> _REQUIREMENT_
Each record needs to be transcribed word for word, though without its pictures.

── THE RECORDS ──

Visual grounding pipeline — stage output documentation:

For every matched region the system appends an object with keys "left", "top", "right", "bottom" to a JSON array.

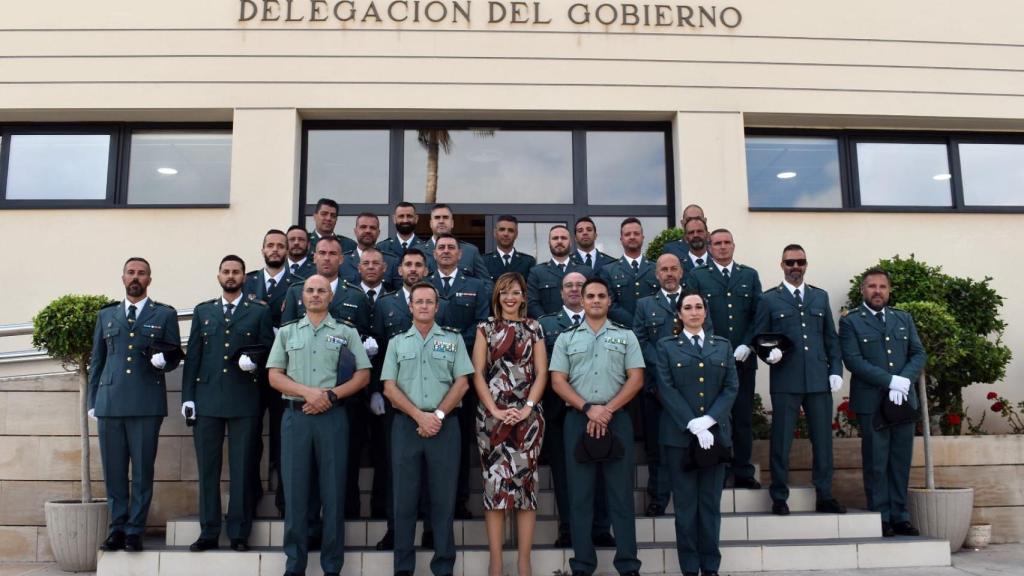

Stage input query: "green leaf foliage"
[
  {"left": 32, "top": 294, "right": 114, "bottom": 371},
  {"left": 644, "top": 226, "right": 685, "bottom": 262}
]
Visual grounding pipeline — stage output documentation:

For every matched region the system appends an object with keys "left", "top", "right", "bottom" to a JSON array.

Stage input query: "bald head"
[
  {"left": 562, "top": 271, "right": 587, "bottom": 310},
  {"left": 302, "top": 274, "right": 333, "bottom": 314},
  {"left": 656, "top": 253, "right": 683, "bottom": 292}
]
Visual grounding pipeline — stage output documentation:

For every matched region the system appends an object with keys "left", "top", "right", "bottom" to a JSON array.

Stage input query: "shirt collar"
[
  {"left": 221, "top": 294, "right": 243, "bottom": 308},
  {"left": 782, "top": 280, "right": 806, "bottom": 296},
  {"left": 713, "top": 260, "right": 734, "bottom": 274},
  {"left": 124, "top": 298, "right": 149, "bottom": 315},
  {"left": 683, "top": 328, "right": 706, "bottom": 342},
  {"left": 585, "top": 318, "right": 611, "bottom": 336},
  {"left": 662, "top": 288, "right": 681, "bottom": 300},
  {"left": 298, "top": 314, "right": 336, "bottom": 331},
  {"left": 550, "top": 256, "right": 570, "bottom": 266},
  {"left": 289, "top": 256, "right": 307, "bottom": 268},
  {"left": 396, "top": 232, "right": 416, "bottom": 244},
  {"left": 402, "top": 287, "right": 411, "bottom": 302},
  {"left": 563, "top": 305, "right": 583, "bottom": 318},
  {"left": 688, "top": 251, "right": 708, "bottom": 264},
  {"left": 577, "top": 248, "right": 597, "bottom": 261},
  {"left": 330, "top": 278, "right": 339, "bottom": 294},
  {"left": 361, "top": 281, "right": 382, "bottom": 294},
  {"left": 625, "top": 255, "right": 642, "bottom": 268},
  {"left": 863, "top": 303, "right": 886, "bottom": 319},
  {"left": 264, "top": 268, "right": 286, "bottom": 283},
  {"left": 497, "top": 247, "right": 515, "bottom": 258}
]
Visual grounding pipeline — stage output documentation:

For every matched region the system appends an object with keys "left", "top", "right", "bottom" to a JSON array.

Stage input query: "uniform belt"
[{"left": 285, "top": 398, "right": 342, "bottom": 411}]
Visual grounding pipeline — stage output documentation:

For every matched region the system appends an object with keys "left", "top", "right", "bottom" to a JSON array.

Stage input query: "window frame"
[
  {"left": 745, "top": 128, "right": 1024, "bottom": 214},
  {"left": 0, "top": 122, "right": 232, "bottom": 209}
]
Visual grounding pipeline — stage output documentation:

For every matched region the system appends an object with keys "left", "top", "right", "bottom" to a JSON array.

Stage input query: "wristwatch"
[
  {"left": 582, "top": 402, "right": 593, "bottom": 414},
  {"left": 434, "top": 409, "right": 446, "bottom": 421},
  {"left": 525, "top": 400, "right": 536, "bottom": 408},
  {"left": 326, "top": 390, "right": 339, "bottom": 405}
]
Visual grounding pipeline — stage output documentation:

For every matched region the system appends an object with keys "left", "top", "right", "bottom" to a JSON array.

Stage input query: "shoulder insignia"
[
  {"left": 152, "top": 301, "right": 175, "bottom": 310},
  {"left": 711, "top": 335, "right": 730, "bottom": 343},
  {"left": 442, "top": 325, "right": 460, "bottom": 333},
  {"left": 245, "top": 270, "right": 259, "bottom": 278},
  {"left": 249, "top": 299, "right": 268, "bottom": 307},
  {"left": 840, "top": 306, "right": 849, "bottom": 317},
  {"left": 610, "top": 320, "right": 630, "bottom": 330},
  {"left": 336, "top": 317, "right": 355, "bottom": 328},
  {"left": 100, "top": 300, "right": 120, "bottom": 309},
  {"left": 656, "top": 334, "right": 678, "bottom": 343},
  {"left": 199, "top": 298, "right": 219, "bottom": 307},
  {"left": 279, "top": 319, "right": 299, "bottom": 328}
]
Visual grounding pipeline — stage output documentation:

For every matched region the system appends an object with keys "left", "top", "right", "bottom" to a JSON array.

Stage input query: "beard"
[
  {"left": 264, "top": 254, "right": 285, "bottom": 268},
  {"left": 219, "top": 279, "right": 241, "bottom": 294},
  {"left": 688, "top": 238, "right": 706, "bottom": 251},
  {"left": 396, "top": 222, "right": 416, "bottom": 235},
  {"left": 125, "top": 281, "right": 145, "bottom": 298}
]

───

> _ANSWER SECTION_
Visual grounding pipeline — stage output documentation:

For every matched region the system appends an object with keys "left", "top", "right", "bottom" to a JSON array.


Stage input query: "green leaf foliage"
[
  {"left": 32, "top": 294, "right": 114, "bottom": 371},
  {"left": 644, "top": 226, "right": 685, "bottom": 262}
]
Visual grounding pipeline — stage output documentation:

For every matched region the system appends an object with keys "left", "top", "right", "bottom" to a JSON array.

Stage input query: "bald head"
[
  {"left": 562, "top": 271, "right": 587, "bottom": 310},
  {"left": 302, "top": 274, "right": 333, "bottom": 314},
  {"left": 656, "top": 253, "right": 683, "bottom": 292}
]
Visual grounding pipeline — stage output documentation:

For every matched region the system appends an object with keys "left", "top", "right", "bottom" to a JSON array.

Stage input query: "shirt collar"
[
  {"left": 221, "top": 294, "right": 243, "bottom": 308},
  {"left": 782, "top": 280, "right": 806, "bottom": 296},
  {"left": 713, "top": 260, "right": 734, "bottom": 274},
  {"left": 124, "top": 298, "right": 149, "bottom": 315},
  {"left": 683, "top": 328, "right": 706, "bottom": 342},
  {"left": 585, "top": 318, "right": 611, "bottom": 336},
  {"left": 662, "top": 288, "right": 681, "bottom": 300},
  {"left": 298, "top": 314, "right": 336, "bottom": 331},
  {"left": 550, "top": 256, "right": 570, "bottom": 266},
  {"left": 289, "top": 256, "right": 307, "bottom": 268},
  {"left": 396, "top": 232, "right": 416, "bottom": 244},
  {"left": 402, "top": 287, "right": 411, "bottom": 302},
  {"left": 563, "top": 305, "right": 583, "bottom": 318},
  {"left": 688, "top": 251, "right": 708, "bottom": 264},
  {"left": 577, "top": 248, "right": 597, "bottom": 261},
  {"left": 330, "top": 278, "right": 339, "bottom": 294},
  {"left": 361, "top": 281, "right": 382, "bottom": 294},
  {"left": 625, "top": 255, "right": 642, "bottom": 268},
  {"left": 863, "top": 303, "right": 886, "bottom": 319},
  {"left": 264, "top": 268, "right": 286, "bottom": 283},
  {"left": 497, "top": 247, "right": 515, "bottom": 258}
]
Visual grounding pipeline — stage output documentation:

For every matched region the system appends an object with keys "left", "top", "right", "bottom" to a JSON array.

Stage input query: "uniform belt"
[{"left": 285, "top": 398, "right": 342, "bottom": 411}]
Visual grounding pipeline — stage output documentation:

For every matched region the system appends an object with keys "left", "top", "right", "bottom" to a JSON array.

Stage input query: "window frame"
[
  {"left": 745, "top": 128, "right": 1024, "bottom": 214},
  {"left": 0, "top": 122, "right": 232, "bottom": 209}
]
Visual grounding pipeline — stage output documentation:

For every matched region the system appends an object with keys "left", "top", "right", "bottom" to a JSON array.

Stage input query: "wristwatch"
[
  {"left": 582, "top": 402, "right": 593, "bottom": 414},
  {"left": 434, "top": 409, "right": 446, "bottom": 421},
  {"left": 525, "top": 400, "right": 536, "bottom": 408},
  {"left": 326, "top": 390, "right": 339, "bottom": 405}
]
Visual grounding pipeline — stage output documentation:

For every matched region the system appends an object with keys "left", "top", "right", "bottom" to a JSON array.

Stage input query: "shoulder insignia"
[
  {"left": 152, "top": 301, "right": 175, "bottom": 310},
  {"left": 711, "top": 335, "right": 730, "bottom": 343},
  {"left": 442, "top": 325, "right": 460, "bottom": 333},
  {"left": 245, "top": 270, "right": 259, "bottom": 278},
  {"left": 249, "top": 299, "right": 268, "bottom": 307},
  {"left": 840, "top": 306, "right": 849, "bottom": 317},
  {"left": 610, "top": 320, "right": 630, "bottom": 330},
  {"left": 336, "top": 317, "right": 355, "bottom": 328},
  {"left": 100, "top": 300, "right": 120, "bottom": 309},
  {"left": 656, "top": 334, "right": 678, "bottom": 343},
  {"left": 199, "top": 298, "right": 219, "bottom": 307},
  {"left": 279, "top": 319, "right": 299, "bottom": 328}
]
Visual grounding pipeline — stage output documentation:

For every matched region the system appends an object with keys "left", "top", "right", "bottom" to a JSON array.

Stage input query: "beard"
[
  {"left": 264, "top": 254, "right": 285, "bottom": 268},
  {"left": 219, "top": 279, "right": 241, "bottom": 294},
  {"left": 688, "top": 238, "right": 706, "bottom": 251},
  {"left": 396, "top": 222, "right": 416, "bottom": 235},
  {"left": 125, "top": 281, "right": 145, "bottom": 298}
]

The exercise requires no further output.